(Photo object pointing records)
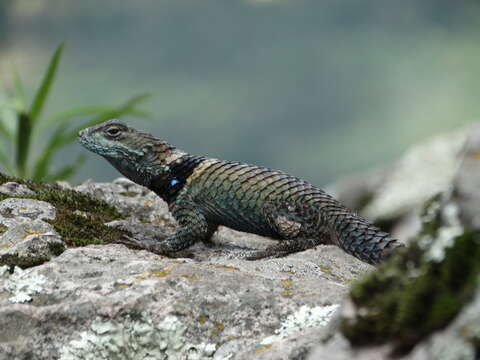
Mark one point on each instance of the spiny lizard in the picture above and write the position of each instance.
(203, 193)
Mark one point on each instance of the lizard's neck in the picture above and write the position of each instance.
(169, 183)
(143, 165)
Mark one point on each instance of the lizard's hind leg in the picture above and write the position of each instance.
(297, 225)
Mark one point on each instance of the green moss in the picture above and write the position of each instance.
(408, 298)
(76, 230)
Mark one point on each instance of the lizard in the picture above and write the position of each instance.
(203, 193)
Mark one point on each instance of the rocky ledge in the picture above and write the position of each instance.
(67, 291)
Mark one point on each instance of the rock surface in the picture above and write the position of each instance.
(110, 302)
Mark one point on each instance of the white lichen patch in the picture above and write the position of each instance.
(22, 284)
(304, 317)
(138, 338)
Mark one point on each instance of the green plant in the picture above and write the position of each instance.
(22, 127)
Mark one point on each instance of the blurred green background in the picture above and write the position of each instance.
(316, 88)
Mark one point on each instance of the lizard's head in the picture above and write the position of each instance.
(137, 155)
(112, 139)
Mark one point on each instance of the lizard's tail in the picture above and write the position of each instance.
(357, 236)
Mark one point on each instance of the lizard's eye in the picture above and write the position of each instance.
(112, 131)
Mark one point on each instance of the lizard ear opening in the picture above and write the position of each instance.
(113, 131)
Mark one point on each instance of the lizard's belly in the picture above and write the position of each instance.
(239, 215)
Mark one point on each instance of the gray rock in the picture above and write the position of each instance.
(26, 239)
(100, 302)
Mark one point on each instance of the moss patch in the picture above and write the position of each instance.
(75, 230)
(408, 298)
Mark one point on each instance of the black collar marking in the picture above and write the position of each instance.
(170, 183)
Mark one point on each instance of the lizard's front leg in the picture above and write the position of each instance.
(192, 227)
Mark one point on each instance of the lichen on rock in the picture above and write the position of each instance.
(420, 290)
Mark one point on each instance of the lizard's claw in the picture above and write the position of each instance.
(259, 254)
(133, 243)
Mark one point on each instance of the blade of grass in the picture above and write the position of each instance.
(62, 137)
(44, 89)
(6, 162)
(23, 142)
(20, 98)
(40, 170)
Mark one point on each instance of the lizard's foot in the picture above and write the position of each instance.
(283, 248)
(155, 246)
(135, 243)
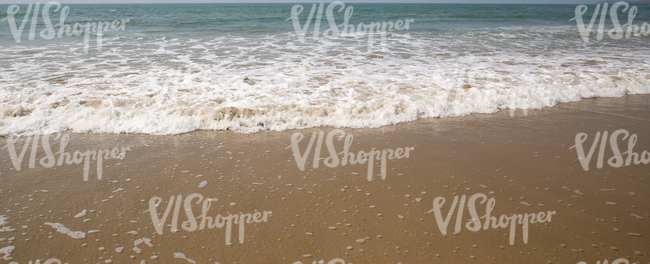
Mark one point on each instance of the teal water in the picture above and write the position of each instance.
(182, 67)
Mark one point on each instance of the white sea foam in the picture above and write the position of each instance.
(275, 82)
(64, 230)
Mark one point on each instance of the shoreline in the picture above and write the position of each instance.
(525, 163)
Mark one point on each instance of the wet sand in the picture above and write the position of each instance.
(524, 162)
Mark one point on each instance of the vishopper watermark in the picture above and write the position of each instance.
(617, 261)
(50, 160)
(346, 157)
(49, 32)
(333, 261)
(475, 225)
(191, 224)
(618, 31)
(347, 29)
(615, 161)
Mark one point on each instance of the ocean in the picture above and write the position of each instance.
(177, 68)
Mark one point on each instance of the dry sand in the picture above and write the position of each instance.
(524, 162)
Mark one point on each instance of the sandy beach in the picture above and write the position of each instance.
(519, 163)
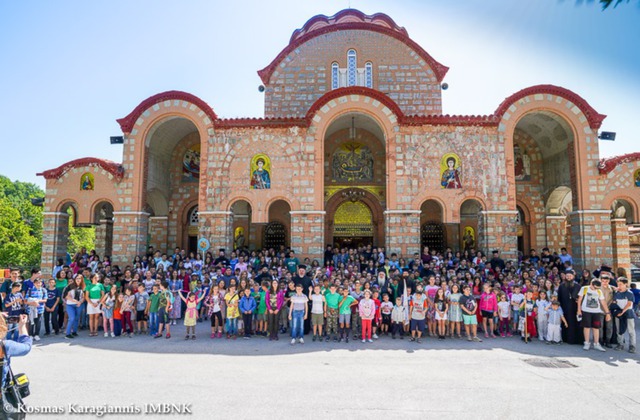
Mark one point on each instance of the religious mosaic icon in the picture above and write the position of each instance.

Required work:
Copy all of the records above again word for word. Leave out the pictures.

The answer:
Mark one point on each instance of the spiny lizard in the picture above and write the position of each instance.
(203, 193)
Mark one point on each instance of the lizard's neck in the picture above and write the position of each instance.
(169, 183)
(143, 165)
Mark one point on each instance of the lizard's hind leg in the picture above and write the position of each instance.
(297, 225)
Mark one point on each instance of the green moss in the picture above and write the position of each instance.
(408, 298)
(76, 230)
Mark one point on each instance of the lizard in the picture above and write the position of each instance.
(203, 193)
Mark one point on each instance of the rocky ledge in the picture above and write the position of each instance.
(67, 291)
Mark one point on each instance of the rock surface in the picture above and write the position of each instance.
(110, 302)
Mark one point on each instance of the white lichen patch in the picture above and write the position of each instance.
(22, 284)
(304, 317)
(138, 338)
Mark one point on each instance of the green plant in the picture above and write the position of each instance.
(22, 127)
Mark one point on each instance of the blurred green background in the picture above and write the position of each instance.
(316, 88)
Mark one point on each instance of the lizard's head in the picture above and write the position of each instance.
(137, 155)
(112, 139)
Mark one point on each instance of the lizard's tail in the picture above and write the position of each instance.
(357, 236)
Mark one point on each instance of the lizard's eye in the picture above and write the position of each instance.
(112, 131)
Mark one point on each instance of the lizard ear opening in the picture above and write the position of each instance.
(113, 131)
Mark one point on each instance of the lizard's belly in the picture above and write the position of each instance.
(239, 215)
Mark one point on each instance of the gray rock in the picture above and write the position of each instance.
(26, 239)
(100, 302)
Mark one point on each instance of the moss patch in the picture above and write the position of each instance.
(75, 230)
(408, 298)
Mark one point on each instance of the black collar marking in the picture above and write the position of each instance.
(170, 183)
Mark one point on each instance of the lizard's front leg in the picture above and write the position of each instance.
(192, 227)
Mark one point on each instance of the lichen on rock in the picture above and write the position of each instance.
(420, 290)
Mark one point on each instance of the lizard's claw in the picture above and write the position of each instance.
(259, 254)
(133, 243)
Mark one point on each instance of the blade of grass in the picture above and write the position of each instance.
(62, 137)
(44, 89)
(6, 162)
(23, 142)
(20, 98)
(40, 170)
Mark one point on each instance of the lizard's foot in the picture above and write the position of each instance.
(283, 248)
(155, 246)
(135, 243)
Mark one point on each instance of the teal water in the picture above and write the position of each instance.
(182, 67)
Mark one point on each instance of the white sea foam in the picture above and write the position of each instance.
(275, 82)
(64, 230)
Mark one point on each instance of the shoreline in the picture above and write the position of each instance.
(525, 163)
Mark one point on each instance of the wet sand in the picture above and write the position of each instance.
(524, 162)
Mark one point on each instance of the vishopper watermark in the picture above and write the position of each instance.
(617, 261)
(50, 160)
(346, 157)
(49, 32)
(333, 261)
(475, 225)
(191, 224)
(618, 31)
(347, 29)
(615, 161)
Mark one point on each instance of the ocean in the picture above and write the position of each instance.
(177, 68)
Mark one point on each instance of the dry sand in the picture above and write the position of each instance.
(524, 162)
Mark one point on each instance of the sandy beach in the picture above and write the position of each instance.
(519, 163)
Mark one point on each instance of the religious mosaic icon in the picture above and write the position of each instance.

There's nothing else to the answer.